* _Study text_
Short Bytes: The notorious macro malware from the 1990s is making a comeback in a big manner. The latest security reports suggest that macro malware attack techniques have evolved with time and you need to be extra cautious. Read the article to know how macro malware works and know the steps to defeat such attacks.
Macro malware is back – it’s the latest word on the street – according to the security researchers at MacAfee Labs. They have just released their regular threat report that outlines the latest security trends. Hiding in Word documents, Macro malware first rose to the surface in the 1990s.
But, why are we witnessing a sudden rise of the Macro malware in the last month? The MacAfee Labs report tries to find out the reasons and mentions the steps that need to be taken to secure ourselves.
If you are an avid follower of the security trends, you would remember the familiar message from about 20 years ago that read “Warning: This document contains macros.” Threats like WM.Concept (first macro virus to spread through Word) and Melissa (first mass-mailing macro virus) haunted the PCs until Redmond took steps to calm them down.
How does macro malware work?

* _Problem description_
Reproduce the article on the return of macro malware in full, word for word, with no changes.

* _Extracted material_
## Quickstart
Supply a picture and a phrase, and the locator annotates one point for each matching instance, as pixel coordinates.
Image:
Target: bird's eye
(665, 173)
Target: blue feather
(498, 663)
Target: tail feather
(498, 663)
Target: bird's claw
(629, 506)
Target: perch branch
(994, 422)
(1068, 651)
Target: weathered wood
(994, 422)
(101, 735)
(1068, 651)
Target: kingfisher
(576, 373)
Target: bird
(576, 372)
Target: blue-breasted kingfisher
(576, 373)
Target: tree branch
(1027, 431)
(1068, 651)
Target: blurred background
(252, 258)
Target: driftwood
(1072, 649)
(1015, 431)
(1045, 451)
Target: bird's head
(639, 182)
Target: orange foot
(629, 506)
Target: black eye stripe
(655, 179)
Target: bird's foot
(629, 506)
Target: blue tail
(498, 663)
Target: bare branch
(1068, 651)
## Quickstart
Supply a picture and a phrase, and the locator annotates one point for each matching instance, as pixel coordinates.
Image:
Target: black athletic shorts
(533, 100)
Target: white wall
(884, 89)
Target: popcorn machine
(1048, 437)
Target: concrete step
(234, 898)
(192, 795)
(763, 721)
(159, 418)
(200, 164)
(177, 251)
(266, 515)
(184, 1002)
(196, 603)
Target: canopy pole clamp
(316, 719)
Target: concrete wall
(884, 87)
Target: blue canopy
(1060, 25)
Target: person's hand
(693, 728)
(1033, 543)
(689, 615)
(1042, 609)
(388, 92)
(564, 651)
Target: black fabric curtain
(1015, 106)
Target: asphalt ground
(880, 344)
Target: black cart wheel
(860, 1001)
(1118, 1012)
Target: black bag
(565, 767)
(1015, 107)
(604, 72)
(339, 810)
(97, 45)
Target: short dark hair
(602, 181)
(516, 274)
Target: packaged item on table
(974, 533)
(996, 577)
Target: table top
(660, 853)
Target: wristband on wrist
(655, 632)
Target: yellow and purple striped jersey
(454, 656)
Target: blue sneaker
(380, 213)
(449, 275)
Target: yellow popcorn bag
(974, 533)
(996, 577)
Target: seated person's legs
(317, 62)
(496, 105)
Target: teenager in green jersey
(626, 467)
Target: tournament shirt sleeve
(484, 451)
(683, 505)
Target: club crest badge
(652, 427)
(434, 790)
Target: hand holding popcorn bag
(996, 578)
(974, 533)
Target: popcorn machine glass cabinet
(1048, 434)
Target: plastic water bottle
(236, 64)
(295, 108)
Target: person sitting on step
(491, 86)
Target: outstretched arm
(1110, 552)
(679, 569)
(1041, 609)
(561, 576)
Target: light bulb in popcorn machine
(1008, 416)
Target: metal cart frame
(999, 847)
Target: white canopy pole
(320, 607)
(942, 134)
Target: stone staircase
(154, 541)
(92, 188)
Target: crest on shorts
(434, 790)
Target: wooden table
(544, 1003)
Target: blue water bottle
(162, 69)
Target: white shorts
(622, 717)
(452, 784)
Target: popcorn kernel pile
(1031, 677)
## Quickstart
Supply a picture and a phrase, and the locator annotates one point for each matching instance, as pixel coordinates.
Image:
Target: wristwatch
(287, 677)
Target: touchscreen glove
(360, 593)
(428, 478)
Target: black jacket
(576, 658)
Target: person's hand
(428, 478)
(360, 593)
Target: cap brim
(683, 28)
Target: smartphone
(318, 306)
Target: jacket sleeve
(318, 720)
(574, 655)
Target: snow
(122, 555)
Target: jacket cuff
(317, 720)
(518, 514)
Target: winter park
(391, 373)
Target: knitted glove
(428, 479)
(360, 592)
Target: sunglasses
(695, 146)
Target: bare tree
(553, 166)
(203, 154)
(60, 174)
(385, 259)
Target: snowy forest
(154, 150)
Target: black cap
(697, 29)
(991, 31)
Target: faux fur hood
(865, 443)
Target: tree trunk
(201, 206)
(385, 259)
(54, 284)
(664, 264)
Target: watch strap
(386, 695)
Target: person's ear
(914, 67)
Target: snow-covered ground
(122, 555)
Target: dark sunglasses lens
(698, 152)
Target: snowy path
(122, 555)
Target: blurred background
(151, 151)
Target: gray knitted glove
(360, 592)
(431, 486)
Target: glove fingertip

* _Exercise solution_
Short Bytes: The notorious macro malware from the 1990s is making a comeback in a big manner. The latest security reports suggest that macro malware attack techniques have evolved with time and you need to be extra cautious. Read the article to know how macro malware works and know the steps to defeat such attacks.
Macro malware is back – it’s the latest word on the street – according to the security researchers at MacAfee Labs. They have just released their regular threat report that outlines the latest security trends. Hiding in Word documents, Macro malware first rose to the surface in the 1990s.
But, why are we witnessing a sudden rise of the Macro malware in the last month? The MacAfee Labs report tries to find out the reasons and mentions the steps that need to be taken to secure ourselves.
If you are an avid follower of the security trends, you would remember the familiar message from about 20 years ago that read “Warning: This document contains macros.” Threats like WM.Concept (first macro virus to spread through Word) and Melissa (first mass-mailing macro virus) haunted the PCs until Redmond took steps to calm them down.
How does macro malware work?